SOURCE EXTRACT »
○ ○ ○ ○ ○ ○ ○
Dr Matthys Johannes Strydom Family Collection, Evening Sale

Live Virtual Auction, 22 November 2022

Dr Matthys Johannes Strydom Family Collection Live Auction
About the Session

Matthys Strydom was a true connoisseur of South African art. As director of the well-known Strydom Gallery in George for more than 30 years, he was responsible for the selection of a wide variety of prime art works from all over the country for the annual exhibitions. The Dr Matthys Johannes Strydom Family Collection offered by Strauss & Co gives collectors and art lovers the chance to become part of this great selection from the art history of our country.


Sold for

ZAR 108 110
Lot 260
  • Gregoire Boonzaier; Moskee met Duiwelspiek, Kaapstad (Mosque with Devil's Peak, Cape Town)
  • Gregoire Boonzaier; Moskee met Duiwelspiek, Kaapstad (Mosque with Devil's Peak, Cape Town)
  • Gregoire Boonzaier; Moskee met Duiwelspiek, Kaapstad (Mosque with Devil's Peak, Cape Town)


Lot Estimate
ZAR 40 000 - 60 000
Selling Price
Incl. Buyer's Premium & VAT
ZAR 108 110

About this Item

South African 1909-2005
Moskee met Duiwelspiek, Kaapstad (Mosque with Devil's Peak, Cape Town)
○ ○ ○ ○ ○ ○ ○
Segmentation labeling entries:
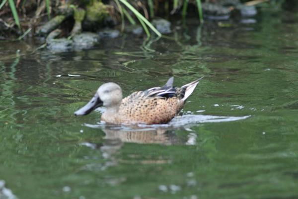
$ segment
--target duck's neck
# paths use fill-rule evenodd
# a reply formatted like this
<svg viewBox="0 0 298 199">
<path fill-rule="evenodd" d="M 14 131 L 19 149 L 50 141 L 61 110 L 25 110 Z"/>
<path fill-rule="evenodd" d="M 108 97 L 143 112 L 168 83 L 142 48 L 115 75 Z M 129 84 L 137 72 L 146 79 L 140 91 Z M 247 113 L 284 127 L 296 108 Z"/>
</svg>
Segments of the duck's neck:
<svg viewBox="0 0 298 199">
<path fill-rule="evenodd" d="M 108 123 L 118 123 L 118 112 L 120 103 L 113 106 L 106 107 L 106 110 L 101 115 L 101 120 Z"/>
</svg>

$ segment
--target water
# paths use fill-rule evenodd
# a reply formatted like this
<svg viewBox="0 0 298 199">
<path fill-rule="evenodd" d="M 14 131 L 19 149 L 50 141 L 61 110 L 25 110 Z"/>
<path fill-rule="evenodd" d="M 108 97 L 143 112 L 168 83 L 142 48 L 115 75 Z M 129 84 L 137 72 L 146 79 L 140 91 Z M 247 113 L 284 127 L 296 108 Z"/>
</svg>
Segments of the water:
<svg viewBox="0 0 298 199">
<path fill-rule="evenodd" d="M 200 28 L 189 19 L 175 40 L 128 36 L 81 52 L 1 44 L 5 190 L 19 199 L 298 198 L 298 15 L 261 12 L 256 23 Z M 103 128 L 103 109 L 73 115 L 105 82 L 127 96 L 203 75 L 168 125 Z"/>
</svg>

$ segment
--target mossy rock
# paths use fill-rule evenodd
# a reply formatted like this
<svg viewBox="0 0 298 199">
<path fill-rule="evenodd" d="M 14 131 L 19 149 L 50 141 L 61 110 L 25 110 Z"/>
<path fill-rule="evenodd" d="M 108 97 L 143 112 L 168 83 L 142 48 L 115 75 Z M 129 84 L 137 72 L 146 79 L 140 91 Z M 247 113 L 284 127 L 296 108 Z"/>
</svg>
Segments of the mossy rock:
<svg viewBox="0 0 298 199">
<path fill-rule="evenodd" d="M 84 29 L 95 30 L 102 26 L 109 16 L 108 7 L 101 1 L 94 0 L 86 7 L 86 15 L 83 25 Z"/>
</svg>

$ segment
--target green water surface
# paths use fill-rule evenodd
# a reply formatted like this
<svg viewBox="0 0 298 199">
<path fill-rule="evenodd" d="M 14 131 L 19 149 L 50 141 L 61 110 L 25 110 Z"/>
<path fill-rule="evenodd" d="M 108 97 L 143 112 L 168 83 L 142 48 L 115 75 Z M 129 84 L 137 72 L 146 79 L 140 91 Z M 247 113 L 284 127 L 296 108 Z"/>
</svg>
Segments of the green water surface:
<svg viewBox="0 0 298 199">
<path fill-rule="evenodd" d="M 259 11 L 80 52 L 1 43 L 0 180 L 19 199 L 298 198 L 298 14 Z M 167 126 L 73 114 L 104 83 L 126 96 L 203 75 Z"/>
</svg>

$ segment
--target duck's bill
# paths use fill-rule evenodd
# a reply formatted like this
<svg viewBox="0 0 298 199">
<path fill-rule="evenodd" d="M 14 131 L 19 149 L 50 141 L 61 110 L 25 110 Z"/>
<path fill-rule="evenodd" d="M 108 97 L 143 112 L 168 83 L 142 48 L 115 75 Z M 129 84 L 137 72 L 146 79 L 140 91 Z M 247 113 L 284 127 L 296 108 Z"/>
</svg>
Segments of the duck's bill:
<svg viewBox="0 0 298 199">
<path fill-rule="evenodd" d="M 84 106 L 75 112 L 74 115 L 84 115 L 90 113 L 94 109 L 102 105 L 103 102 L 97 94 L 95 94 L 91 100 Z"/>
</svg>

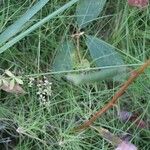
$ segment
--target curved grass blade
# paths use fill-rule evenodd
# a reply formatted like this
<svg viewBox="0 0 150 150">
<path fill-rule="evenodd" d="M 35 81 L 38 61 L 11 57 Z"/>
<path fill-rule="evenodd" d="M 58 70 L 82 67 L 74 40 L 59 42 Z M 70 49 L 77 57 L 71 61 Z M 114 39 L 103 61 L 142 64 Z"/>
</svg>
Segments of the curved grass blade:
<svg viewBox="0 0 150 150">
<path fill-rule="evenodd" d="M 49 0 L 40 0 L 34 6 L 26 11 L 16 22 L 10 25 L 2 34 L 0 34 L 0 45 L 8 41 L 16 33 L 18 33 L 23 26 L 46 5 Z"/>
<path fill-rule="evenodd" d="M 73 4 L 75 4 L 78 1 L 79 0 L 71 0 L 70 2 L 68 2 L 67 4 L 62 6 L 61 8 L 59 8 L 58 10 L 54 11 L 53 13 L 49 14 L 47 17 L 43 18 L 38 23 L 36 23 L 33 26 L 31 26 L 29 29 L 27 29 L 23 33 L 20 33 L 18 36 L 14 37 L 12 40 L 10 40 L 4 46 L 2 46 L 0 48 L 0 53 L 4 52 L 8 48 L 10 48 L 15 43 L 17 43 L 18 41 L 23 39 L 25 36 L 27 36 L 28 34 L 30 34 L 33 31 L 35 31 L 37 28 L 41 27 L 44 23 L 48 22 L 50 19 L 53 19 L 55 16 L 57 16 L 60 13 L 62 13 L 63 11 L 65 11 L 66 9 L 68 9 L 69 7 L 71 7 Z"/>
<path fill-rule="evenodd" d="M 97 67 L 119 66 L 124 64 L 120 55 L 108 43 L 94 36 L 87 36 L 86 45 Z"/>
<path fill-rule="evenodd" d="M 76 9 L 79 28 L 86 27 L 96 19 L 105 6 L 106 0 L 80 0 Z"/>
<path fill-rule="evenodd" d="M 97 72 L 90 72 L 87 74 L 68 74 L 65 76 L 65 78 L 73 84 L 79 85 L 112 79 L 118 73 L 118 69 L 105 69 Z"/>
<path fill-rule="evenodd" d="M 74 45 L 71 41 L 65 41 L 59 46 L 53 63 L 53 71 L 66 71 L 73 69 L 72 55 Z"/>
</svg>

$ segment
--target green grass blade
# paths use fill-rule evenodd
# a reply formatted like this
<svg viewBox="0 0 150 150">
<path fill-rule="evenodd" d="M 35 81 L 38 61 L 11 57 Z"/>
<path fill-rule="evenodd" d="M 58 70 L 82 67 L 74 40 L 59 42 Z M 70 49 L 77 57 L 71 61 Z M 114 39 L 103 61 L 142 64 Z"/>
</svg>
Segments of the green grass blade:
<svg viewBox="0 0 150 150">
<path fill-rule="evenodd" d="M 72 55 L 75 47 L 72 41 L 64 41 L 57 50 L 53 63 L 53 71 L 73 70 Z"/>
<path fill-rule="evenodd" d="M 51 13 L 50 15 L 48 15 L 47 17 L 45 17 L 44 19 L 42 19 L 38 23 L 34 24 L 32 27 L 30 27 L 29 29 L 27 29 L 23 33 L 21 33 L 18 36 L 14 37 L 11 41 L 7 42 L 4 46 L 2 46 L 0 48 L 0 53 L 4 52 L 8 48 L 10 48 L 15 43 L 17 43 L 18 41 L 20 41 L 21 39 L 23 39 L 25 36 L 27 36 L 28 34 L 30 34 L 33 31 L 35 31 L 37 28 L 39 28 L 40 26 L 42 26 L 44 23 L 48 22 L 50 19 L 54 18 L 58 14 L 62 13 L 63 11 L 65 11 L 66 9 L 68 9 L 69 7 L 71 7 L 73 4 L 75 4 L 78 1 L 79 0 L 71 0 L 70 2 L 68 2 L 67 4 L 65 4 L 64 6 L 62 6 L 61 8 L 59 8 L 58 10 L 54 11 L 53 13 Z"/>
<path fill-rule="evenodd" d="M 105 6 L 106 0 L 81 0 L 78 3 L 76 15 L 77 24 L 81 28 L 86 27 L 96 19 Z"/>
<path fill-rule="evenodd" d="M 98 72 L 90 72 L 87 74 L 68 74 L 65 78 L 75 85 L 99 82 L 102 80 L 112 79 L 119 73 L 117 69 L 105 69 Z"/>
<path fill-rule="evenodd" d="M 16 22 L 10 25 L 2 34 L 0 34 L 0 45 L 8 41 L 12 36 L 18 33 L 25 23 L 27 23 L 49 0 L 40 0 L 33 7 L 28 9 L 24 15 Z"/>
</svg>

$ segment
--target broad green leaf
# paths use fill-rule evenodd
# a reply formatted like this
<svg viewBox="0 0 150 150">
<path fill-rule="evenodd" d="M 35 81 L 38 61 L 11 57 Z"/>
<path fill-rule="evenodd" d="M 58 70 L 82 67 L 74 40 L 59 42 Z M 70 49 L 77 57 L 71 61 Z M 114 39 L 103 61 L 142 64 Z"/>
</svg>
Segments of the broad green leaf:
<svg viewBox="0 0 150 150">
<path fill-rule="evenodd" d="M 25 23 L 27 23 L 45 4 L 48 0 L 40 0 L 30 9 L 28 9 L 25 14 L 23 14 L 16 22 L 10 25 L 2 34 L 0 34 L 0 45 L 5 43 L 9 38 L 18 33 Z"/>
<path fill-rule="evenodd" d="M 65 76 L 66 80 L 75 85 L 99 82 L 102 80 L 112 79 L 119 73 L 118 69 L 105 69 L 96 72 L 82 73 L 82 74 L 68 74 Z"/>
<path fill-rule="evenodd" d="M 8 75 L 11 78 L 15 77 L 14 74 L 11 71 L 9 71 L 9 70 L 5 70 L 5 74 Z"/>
○ ○ ○ ○ ○ ○ ○
CHALLENGES »
1. Translate the sentence "Matthys Strydom was a true connoisseur of South African art." from the auction page into Afrikaans.
2. According to the auction page, for how many years was Matthys Strydom director of the Strydom Gallery in George?
3. Extend the auction page on the Strydom family collection from where it stops.

PER-TASK ANSWERS »
1. Matthys Strydom was 'n ware kenner van Suid-Afrikaanse kuns.

2. More than 30 years.

3.
signed and dated 1975; signed and inscribed with the title on the reverse

oil on canvas
40 by 62cm excluding frame; 53,5 by 76,5 by 5cm including frame

Notes

“Onthou ek weer die keer wat ek by Gregoire in sy ateljee gekom het, terwyl hy besig was met die skildery Moskee met Duiwelspiek, Kaap. Ons het mekaar toe darem al goed geken. Die werk het my dadelik aangegryp en ek wou dit terstond koop. Gregoire het egter vasgeskop en gese dis nie klaar nie. Hy het graag, voordat hy met ’n skildery begin het, ’n dun laag kleur oor die wit doek aangebring, wat die atmosfeer van die uiteindelike skildery help bepaal het. Hy het dikwels dele van die doek met hierdie basiese kleur oopgelaat, maar soms het hy ook, myns insiens, te ver gegaan, eintlik die werk óórskilder. In hierdie skildery was ’n buitengewone groot deel van die doek nog oop. Die indruk van vlugtigheid en spontaniëteit wat dit skep, het my veral getref. Dit illustreer ook mooi Gregoire se geliefkoosde tegniek om die struktuur van ’n skildery vooraf op die doek te “skets”, met, of houtskool of donker verf.”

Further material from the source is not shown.